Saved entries
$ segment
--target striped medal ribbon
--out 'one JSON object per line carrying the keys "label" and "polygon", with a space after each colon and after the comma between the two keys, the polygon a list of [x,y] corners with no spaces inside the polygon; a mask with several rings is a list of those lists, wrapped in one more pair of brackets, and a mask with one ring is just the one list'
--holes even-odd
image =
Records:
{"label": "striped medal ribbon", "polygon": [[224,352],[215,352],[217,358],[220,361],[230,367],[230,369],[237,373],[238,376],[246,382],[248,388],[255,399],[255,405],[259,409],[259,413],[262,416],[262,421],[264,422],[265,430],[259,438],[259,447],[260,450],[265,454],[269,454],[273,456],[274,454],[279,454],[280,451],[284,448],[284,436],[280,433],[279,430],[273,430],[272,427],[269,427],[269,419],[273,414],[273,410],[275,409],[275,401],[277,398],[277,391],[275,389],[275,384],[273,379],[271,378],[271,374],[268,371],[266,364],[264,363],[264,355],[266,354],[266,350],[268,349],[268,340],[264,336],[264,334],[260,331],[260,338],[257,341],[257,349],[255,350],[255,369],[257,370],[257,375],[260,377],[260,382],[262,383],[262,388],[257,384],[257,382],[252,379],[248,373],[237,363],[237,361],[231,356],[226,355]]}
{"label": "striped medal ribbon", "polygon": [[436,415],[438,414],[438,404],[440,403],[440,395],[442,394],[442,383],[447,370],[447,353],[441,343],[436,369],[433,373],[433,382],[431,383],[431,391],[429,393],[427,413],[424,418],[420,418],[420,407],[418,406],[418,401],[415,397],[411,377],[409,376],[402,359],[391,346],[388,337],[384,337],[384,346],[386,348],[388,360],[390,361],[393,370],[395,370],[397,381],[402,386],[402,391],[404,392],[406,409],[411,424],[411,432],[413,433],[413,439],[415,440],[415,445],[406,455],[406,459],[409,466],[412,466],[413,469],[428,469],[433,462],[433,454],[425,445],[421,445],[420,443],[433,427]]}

Problem statement
Every entry above should be retyped exactly as it appears.

Exercise response
$ segment
--target striped medal ribbon
--out 'one JSON object per line carrying the keys "label" and "polygon", with a space after each colon and after the comma between the two keys, the polygon a list of [x,y] corners with no spaces inside the polygon; a mask with several rings is a list of those lists, wrapped in one more pair of brackets, and a mask with one ring is just the one list'
--holes even-odd
image =
Records:
{"label": "striped medal ribbon", "polygon": [[224,352],[215,352],[217,358],[220,361],[230,367],[230,369],[237,373],[238,376],[246,382],[248,388],[255,399],[255,405],[259,409],[259,413],[262,416],[262,421],[264,422],[265,430],[259,438],[259,447],[260,450],[265,454],[269,454],[273,456],[274,454],[279,454],[280,451],[284,448],[284,436],[280,433],[279,430],[273,430],[272,427],[269,427],[269,419],[273,414],[273,410],[275,409],[275,401],[277,398],[277,391],[275,389],[275,384],[273,379],[271,378],[271,374],[268,371],[266,364],[264,363],[264,355],[266,354],[266,350],[268,349],[268,340],[264,336],[264,334],[260,331],[260,338],[257,341],[257,349],[255,350],[255,369],[257,370],[257,375],[260,377],[260,382],[262,383],[262,388],[257,384],[257,382],[252,379],[248,373],[237,363],[237,361],[231,356],[226,355]]}
{"label": "striped medal ribbon", "polygon": [[436,415],[438,414],[438,404],[440,403],[440,395],[442,394],[442,383],[447,370],[447,353],[441,343],[436,369],[433,373],[433,382],[431,383],[431,391],[429,393],[427,413],[424,418],[420,418],[420,407],[418,406],[418,401],[415,397],[411,377],[409,376],[402,359],[391,346],[388,337],[384,337],[384,346],[386,348],[388,360],[390,361],[393,370],[395,370],[397,381],[402,386],[402,391],[404,392],[406,409],[411,424],[411,432],[413,433],[413,439],[415,440],[415,445],[406,455],[406,459],[409,466],[412,466],[413,469],[428,469],[433,462],[433,454],[425,445],[421,445],[420,443],[433,427]]}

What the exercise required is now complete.